— Task objective —
Copy out the data below, all of it, exactly.

====

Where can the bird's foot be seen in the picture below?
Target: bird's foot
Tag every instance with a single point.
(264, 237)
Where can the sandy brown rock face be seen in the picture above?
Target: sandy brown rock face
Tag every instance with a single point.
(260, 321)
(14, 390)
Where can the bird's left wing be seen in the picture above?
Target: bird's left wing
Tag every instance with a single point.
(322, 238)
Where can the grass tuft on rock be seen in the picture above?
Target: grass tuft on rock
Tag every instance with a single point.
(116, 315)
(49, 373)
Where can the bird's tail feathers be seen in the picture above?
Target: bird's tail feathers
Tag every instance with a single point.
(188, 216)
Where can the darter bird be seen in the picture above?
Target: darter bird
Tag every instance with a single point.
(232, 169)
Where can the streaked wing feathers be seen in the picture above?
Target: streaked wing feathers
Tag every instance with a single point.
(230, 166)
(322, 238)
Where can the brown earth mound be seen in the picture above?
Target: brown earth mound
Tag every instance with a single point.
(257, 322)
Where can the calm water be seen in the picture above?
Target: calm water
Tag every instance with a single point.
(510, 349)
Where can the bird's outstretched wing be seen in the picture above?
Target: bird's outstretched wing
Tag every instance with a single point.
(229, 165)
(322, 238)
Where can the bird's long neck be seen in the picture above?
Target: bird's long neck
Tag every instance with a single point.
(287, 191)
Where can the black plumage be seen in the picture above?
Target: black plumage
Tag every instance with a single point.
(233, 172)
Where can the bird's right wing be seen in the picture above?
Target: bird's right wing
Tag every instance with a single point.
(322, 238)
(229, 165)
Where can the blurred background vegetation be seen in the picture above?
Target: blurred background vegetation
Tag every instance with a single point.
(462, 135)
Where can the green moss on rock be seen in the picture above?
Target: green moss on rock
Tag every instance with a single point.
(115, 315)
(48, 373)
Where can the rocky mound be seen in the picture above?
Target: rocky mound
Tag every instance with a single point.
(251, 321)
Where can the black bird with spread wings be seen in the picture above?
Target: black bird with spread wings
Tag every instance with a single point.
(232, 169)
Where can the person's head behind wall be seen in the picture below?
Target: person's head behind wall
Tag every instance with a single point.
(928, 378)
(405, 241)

====

— Response to this exercise —
Where can the bird's foot be seen in the picture below?
Target: bird's foot
Tag every instance with a single point.
(264, 237)
Where can the sandy brown rock face be seen in the picture above?
Target: sandy brown rock face
Tag every instance with a single point.
(260, 321)
(14, 390)
Where can the bird's left wing be seen in the picture above?
Target: bird's left wing
Tag every instance with a single point.
(322, 238)
Where can the grass tuft on rock be seen in the picture above?
Target: grass tuft on rock
Tag every instance with a single point.
(116, 315)
(49, 373)
Where can the bird's tail feathers be seen in the picture above?
Target: bird's tail feathers
Tag every instance with a single point.
(188, 216)
Where can the darter bird be seen in the picture above?
Target: darter bird
Tag every instance with a single point.
(232, 169)
Where can the streaked wing feathers be seen in the picture above?
Target: streaked wing feathers
Tag every instance with a single point.
(230, 166)
(322, 238)
Where can the brown earth mound be seen in the picture above?
Target: brown earth mound
Tag every instance with a single point.
(257, 322)
Where can the calm water be seen in the picture above?
Target: calm water
Tag every instance with a single point.
(510, 349)
Where can the bird's outstretched wing be seen in the picture above?
Target: bird's outstretched wing
Tag every instance with a single point.
(229, 165)
(322, 238)
Where can the bird's long neck be seen in the picture above?
Target: bird's long neck
Tag every instance with a single point.
(287, 191)
Where can the black plumage be seen in the picture above?
Target: black plumage
Tag every instance with a single point.
(233, 172)
Where can the bird's right wing be seen in the picture above?
Target: bird's right wing
Tag every instance with a single point.
(322, 238)
(229, 165)
Where can the blurred background vegetation be seen in the picture above?
Target: blurred background vegetation
Tag every instance with a single point.
(462, 135)
Where can the green moss on rock be seen in the picture above?
Target: green moss on rock
Tag every instance with a single point.
(115, 315)
(48, 373)
Where can the rocky mound be seen in the picture above?
Target: rocky mound
Tag every instance with a single point.
(251, 321)
Where can the black bird with spread wings be seen in the picture above?
Target: black bird with spread wings
Tag every instance with a single point.
(232, 169)
Where can the person's head behind wall be seen in the picture below?
Target: person's head behind wall
Tag every instance with a single point.
(928, 378)
(405, 241)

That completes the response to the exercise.